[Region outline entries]
-- BEGIN --
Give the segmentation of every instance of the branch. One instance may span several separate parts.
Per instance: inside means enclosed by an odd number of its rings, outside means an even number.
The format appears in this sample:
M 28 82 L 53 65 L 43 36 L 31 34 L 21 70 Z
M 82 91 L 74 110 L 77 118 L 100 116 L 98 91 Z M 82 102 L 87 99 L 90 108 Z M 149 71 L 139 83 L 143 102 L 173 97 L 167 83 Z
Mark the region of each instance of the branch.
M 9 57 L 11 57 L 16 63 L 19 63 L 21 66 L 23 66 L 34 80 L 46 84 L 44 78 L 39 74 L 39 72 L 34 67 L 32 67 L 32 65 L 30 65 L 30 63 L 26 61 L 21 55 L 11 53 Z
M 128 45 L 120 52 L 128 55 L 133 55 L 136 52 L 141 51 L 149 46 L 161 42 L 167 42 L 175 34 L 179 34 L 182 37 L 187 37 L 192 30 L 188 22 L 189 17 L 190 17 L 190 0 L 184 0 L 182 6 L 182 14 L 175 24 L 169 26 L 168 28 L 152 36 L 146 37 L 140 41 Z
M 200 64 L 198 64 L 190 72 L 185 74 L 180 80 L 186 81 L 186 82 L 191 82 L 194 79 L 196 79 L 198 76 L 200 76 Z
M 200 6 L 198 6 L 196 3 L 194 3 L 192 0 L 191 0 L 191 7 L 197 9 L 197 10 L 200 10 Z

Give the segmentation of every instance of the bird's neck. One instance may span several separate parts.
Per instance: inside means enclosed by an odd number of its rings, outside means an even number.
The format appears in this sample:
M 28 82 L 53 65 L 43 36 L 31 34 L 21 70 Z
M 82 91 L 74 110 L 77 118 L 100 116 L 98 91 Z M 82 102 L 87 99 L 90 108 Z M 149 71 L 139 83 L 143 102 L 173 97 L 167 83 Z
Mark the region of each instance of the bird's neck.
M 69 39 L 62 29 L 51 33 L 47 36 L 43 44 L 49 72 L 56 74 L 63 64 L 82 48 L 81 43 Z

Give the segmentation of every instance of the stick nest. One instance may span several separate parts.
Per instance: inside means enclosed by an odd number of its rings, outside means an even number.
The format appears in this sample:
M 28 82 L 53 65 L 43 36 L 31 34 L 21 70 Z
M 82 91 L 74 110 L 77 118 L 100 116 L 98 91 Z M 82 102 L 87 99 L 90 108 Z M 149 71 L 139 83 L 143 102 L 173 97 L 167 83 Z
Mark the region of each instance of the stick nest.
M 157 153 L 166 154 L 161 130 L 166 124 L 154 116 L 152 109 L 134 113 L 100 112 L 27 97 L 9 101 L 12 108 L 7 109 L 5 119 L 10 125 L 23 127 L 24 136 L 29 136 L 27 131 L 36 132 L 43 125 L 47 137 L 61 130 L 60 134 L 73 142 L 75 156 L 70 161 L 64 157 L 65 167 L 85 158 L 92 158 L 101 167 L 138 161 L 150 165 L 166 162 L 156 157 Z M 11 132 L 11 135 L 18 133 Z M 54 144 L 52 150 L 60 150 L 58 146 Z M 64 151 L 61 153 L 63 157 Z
-- END --
Task requirements: Reproduce every row above verbatim, line for line.

Reply:
Give the segmentation of every instance of the branch. One instance may span several separate parts.
Per instance: inside means enclosed by an odd number of its rings, outside means an even number.
The format appears in this sample:
M 28 82 L 53 65 L 43 36 L 31 34 L 21 70 Z
M 82 91 L 74 110 L 77 118 L 100 116 L 98 91 Z M 82 102 L 87 99 L 90 108 Z M 149 71 L 139 83 L 143 102 L 173 97 L 167 83 Z
Mark the region of each instance of the branch.
M 9 57 L 11 57 L 16 63 L 19 63 L 21 66 L 23 66 L 34 80 L 46 84 L 44 78 L 39 74 L 39 72 L 34 67 L 32 67 L 32 65 L 30 65 L 30 63 L 26 61 L 21 55 L 11 53 Z
M 128 45 L 120 52 L 128 55 L 133 55 L 136 52 L 141 51 L 149 46 L 161 42 L 167 42 L 175 34 L 179 34 L 182 37 L 187 37 L 192 30 L 188 22 L 189 17 L 190 17 L 190 0 L 184 0 L 182 6 L 182 14 L 175 24 L 169 26 L 168 28 L 152 36 L 146 37 L 140 41 Z
M 200 64 L 198 64 L 190 72 L 185 74 L 180 80 L 186 81 L 186 82 L 191 82 L 194 79 L 196 79 L 198 76 L 200 76 Z
M 200 6 L 198 6 L 196 3 L 194 3 L 192 0 L 191 0 L 191 7 L 197 9 L 197 10 L 200 10 Z

Give the segmentation of every instance of the bird's neck. One instance may span several separate parts.
Per instance: inside means enclosed by an odd number of its rings, outside means an even number.
The format appears in this sample:
M 28 82 L 53 65 L 43 36 L 31 34 L 21 70 Z
M 82 91 L 74 110 L 77 118 L 100 116 L 98 91 Z M 82 102 L 87 99 L 90 108 Z M 149 71 L 139 83 L 143 102 L 173 97 L 167 83 Z
Mark the region of each instance of the bird's neck.
M 69 39 L 62 29 L 51 33 L 47 36 L 43 44 L 49 72 L 56 74 L 63 64 L 82 48 L 81 43 Z

Give the segmentation of every instance of the stick nest. One instance may span several separate parts.
Per instance: inside means enclosed by an odd number of its rings, outside means an even number.
The format appears in this sample:
M 28 82 L 53 65 L 43 36 L 31 34 L 21 70 Z
M 82 91 L 74 110 L 77 118 L 100 116 L 98 91 Z M 82 102 L 87 99 L 90 108 Z M 149 71 L 139 83 L 143 102 L 173 97 L 167 83 Z
Mark the region of each instance of the stick nest.
M 157 153 L 166 154 L 161 130 L 166 124 L 154 116 L 152 109 L 134 113 L 100 112 L 27 97 L 9 101 L 12 108 L 7 109 L 5 119 L 10 125 L 23 127 L 24 136 L 29 136 L 27 131 L 36 132 L 43 125 L 47 137 L 61 130 L 60 134 L 73 142 L 75 156 L 70 161 L 64 157 L 65 167 L 85 158 L 92 158 L 101 167 L 138 161 L 150 165 L 166 162 L 156 157 Z M 11 132 L 11 135 L 18 133 Z M 54 144 L 52 150 L 60 150 L 58 146 Z M 64 151 L 61 153 L 63 157 Z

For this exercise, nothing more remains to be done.